[ESTRATTO DEL DOCUMENTO]
——

Il gruppo socialista e le opposizioni applaudono, c’è anche qualche voce dissonante come quella dell’onorevole Gino Baldesi, ex sindacalista della CGL e compagno di partito di Matteotti, che si rivolse al collega dicendogli che così facendo avrebbe messo a rischio la vita di tutti i parlamentari di opposizione. La maggioranza interrompe sistematicamente e in modo violento e volgare l’oratore, e Giorgio Amendola, figlio diciassettenne del deputato liberale Giovanni Amendola, presente in aula nelle tribune del pubblico, riporta di uno scatto d’ira di Mussolini che, rivolgendosi a chi gli si sedeva accanto, parlò della necessità di “dare una lezione” al coraggioso leader socialista. La richiesta di Matteotti è nettissima: dato che le elezioni politiche del 6 aprile si sono tenute in un clima di intimidazioni, di violenze, di illegalità e di brogli, quelle stesse elezioni andavano annullate.

——

[OBIETTIVO]
Ricopia per intero l'estratto sull'intervento di Matteotti in aula, senza cambiare nulla.

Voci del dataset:

——

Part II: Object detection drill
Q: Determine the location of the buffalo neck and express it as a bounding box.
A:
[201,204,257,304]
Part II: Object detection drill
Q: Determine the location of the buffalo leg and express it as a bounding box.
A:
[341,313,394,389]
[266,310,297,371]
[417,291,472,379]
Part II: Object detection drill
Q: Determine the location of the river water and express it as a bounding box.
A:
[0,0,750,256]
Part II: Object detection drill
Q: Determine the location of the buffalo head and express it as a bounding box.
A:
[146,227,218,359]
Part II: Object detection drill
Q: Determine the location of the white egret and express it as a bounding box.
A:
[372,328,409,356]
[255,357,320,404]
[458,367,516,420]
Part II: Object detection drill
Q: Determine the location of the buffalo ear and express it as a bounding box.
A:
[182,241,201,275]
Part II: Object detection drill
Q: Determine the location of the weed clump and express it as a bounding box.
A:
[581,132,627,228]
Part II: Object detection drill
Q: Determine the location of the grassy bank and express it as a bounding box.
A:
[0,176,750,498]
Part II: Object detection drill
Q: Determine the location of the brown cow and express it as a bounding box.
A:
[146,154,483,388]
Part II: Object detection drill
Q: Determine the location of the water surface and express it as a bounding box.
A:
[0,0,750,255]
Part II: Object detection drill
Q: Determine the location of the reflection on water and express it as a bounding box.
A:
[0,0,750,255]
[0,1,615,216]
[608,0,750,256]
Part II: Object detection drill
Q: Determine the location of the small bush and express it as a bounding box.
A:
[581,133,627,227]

——

[RISPOSTA COMPLETA]
Il gruppo socialista e le opposizioni applaudono, c’è anche qualche voce dissonante come quella dell’onorevole Gino Baldesi, ex sindacalista della CGL e compagno di partito di Matteotti, che si rivolse al collega dicendogli che così facendo avrebbe messo a rischio la vita di tutti i parlamentari di opposizione. La maggioranza interrompe sistematicamente e in modo violento e volgare l’oratore, e Giorgio Amendola, figlio diciassettenne del deputato liberale Giovanni Amendola, presente in aula nelle tribune del pubblico, riporta di uno scatto d’ira di Mussolini che, rivolgendosi a chi gli si sedeva accanto, parlò della necessità di “dare una lezione” al coraggioso leader socialista. La richiesta di Matteotti è nettissima: dato che le elezioni politiche del 6 aprile si sono tenute in un clima di intimidazioni, di violenze, di illegalità e di brogli, quelle stesse elezioni andavano annullate.